Symboliquement, Montreuil (93) a choisi d'éteindre une œuvre lumineuse du plasticien Claude Lévèque, accusé de viols sur mineurs… Et qui se trouve sur la future place Gisèle Halimi. Imbroglio.
Un illustre habitant de la ville de Montreuil (Seine-Saint-Denis) embarrasse la municipalité : le plasticien Claude Lévèque, 68 ans, accusé de viols sur mineurs. Celui-ci avait fait l’objet d’une commande publique de la municipalité : sa sculpture, Modern Dance, inaugurée en 2015, illumine un château d’eau de ses anneaux de fibre optique bleus. Que faire, désormais, de cette œuvre ? D’autant qu’elle trône sur une place qui devrait être baptisée sous peu du nom de feu l’avocate féministe Gisèle Halimi…
Les révélations du Monde et de Mediapart en janvier ont suscité des débats houleux au sein de l’équipe municipale. Faut-il déboulonner cette œuvre coûteuse, commandée du temps de l’ancienne maire Dominique Voynet et qui s’inscrit dans le cadre d’un projet d’amélioration d’un quartier populaire, le Bel Air ? Ou bien élaborer une solution provisoire en attendant une décision de justice ? L’affaire Lévèque interroge le devenir des œuvres d’artistes en disgrâce, qui plus est, lorsqu’elles sont monumentales et situées dans l’espace public. Si la plupart des collections publiques conservent ses œuvres pour l’instant, le galeriste Kamel Mennour a annoncé que Claude Lévèque mettait fin à leur collaboration.
À Montrouge (Hauts-de-Seine), où trône une autre illumination signée Lévèque, la municipalité a fait valoir la présomption d’innocence pour ne pas la retirer. Celle de Montreuil, en revanche, a choisi son camp et pris les devants, en se désolidarisant du plasticien : « Nous avons décidé de ne pas rallumer l’oeuvre [celle-ci est en effet éteinte durant la journée, ndlr] », a indiqué l’adjointe à la culture Alexie Lorca, qui a tenu à réaffirmer le soutien de la ville aux victimes de pédocriminalité. Mama Doucoure, conseillère municipale déléguée au droit des femmes, à la lutte contre les violences faites aux femmes et contre les discriminations s’estime « satisfaite » de la décision : « Je m’attends néanmoins à ce que l’oeuvre soit vandalisée », prévient-elle.

== CONSIGNES ==
1. Quelles sont toutes les personnes désignées par leur prénom et leur nom dans l'article ?
2. Recopiez tout le passage de l'article, depuis « Symboliquement, Montreuil (93) » jusqu'à « Gisèle Halimi. Imbroglio. » inclus.

== DONNÉES ÉTUDIÉES ==
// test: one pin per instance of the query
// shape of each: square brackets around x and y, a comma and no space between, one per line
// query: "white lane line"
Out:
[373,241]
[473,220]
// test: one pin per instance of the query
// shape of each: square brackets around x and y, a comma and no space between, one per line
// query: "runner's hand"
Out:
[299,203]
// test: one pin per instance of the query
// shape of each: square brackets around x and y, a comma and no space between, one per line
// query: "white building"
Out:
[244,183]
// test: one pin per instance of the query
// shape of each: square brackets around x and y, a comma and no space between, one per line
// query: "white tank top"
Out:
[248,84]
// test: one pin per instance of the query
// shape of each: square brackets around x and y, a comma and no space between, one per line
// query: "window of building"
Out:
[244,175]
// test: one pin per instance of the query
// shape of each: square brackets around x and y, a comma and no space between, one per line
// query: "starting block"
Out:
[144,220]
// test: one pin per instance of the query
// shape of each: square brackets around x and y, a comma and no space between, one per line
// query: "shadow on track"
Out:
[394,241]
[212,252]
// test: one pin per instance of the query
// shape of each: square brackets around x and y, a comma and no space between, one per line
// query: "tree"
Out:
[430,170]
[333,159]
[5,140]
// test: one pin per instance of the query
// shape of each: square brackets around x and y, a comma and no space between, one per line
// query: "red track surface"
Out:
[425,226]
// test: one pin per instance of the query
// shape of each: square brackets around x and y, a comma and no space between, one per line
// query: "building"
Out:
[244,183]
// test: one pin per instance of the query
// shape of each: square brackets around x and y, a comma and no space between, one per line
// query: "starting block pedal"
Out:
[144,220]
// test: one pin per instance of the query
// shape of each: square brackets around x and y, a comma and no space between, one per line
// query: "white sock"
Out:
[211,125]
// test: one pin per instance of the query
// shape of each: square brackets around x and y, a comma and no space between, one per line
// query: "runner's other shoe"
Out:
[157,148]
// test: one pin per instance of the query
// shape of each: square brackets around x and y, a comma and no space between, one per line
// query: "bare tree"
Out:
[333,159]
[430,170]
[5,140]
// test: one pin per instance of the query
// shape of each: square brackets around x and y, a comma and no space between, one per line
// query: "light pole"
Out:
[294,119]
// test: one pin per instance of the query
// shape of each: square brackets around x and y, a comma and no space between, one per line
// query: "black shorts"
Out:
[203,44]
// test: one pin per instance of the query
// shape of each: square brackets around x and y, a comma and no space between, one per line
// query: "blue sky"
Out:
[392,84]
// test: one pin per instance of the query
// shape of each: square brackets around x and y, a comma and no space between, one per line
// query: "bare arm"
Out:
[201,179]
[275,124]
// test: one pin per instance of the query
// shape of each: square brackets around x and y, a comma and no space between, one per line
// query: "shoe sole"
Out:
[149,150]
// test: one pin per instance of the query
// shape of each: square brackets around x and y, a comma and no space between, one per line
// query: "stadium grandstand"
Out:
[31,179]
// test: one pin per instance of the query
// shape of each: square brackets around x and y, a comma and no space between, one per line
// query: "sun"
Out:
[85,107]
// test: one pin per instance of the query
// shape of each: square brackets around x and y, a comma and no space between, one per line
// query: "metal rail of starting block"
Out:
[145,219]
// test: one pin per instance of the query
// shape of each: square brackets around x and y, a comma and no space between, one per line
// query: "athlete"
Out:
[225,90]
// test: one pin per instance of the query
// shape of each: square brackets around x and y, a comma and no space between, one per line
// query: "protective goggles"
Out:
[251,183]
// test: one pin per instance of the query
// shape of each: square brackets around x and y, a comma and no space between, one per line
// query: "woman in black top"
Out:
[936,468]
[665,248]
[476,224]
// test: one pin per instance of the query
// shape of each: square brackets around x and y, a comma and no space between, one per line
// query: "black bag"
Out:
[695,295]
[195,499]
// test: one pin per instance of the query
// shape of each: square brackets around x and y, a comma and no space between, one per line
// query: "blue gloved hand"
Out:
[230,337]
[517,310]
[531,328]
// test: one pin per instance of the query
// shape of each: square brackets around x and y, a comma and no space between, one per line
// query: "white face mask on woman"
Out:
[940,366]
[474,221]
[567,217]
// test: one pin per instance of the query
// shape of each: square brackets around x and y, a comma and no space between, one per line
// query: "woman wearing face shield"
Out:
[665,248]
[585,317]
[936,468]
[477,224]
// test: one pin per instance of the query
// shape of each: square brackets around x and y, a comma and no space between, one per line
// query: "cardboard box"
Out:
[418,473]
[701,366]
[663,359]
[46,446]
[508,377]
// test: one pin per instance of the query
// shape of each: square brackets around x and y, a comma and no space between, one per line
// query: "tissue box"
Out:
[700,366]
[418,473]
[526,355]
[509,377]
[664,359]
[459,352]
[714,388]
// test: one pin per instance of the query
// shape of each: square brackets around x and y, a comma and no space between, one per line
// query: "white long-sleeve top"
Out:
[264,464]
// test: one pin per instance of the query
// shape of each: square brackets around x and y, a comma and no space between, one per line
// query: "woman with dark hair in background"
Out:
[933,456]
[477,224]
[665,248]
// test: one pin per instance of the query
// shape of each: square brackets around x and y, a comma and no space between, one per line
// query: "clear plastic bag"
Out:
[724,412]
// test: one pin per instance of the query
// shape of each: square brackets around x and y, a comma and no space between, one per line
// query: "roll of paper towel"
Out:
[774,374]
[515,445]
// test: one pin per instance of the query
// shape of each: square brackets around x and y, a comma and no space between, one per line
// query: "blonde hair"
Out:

== RÉPONSES PAR CONSIGNE ==
1. Claude Lévèque, Gisèle Halimi, Dominique Voynet, Kamel Mennour, Alexie Lorca, Mama Doucoure

2.
Symboliquement, Montreuil (93) a choisi d'éteindre une œuvre lumineuse du plasticien Claude Lévèque, accusé de viols sur mineurs… Et qui se trouve sur la future place Gisèle Halimi. Imbroglio.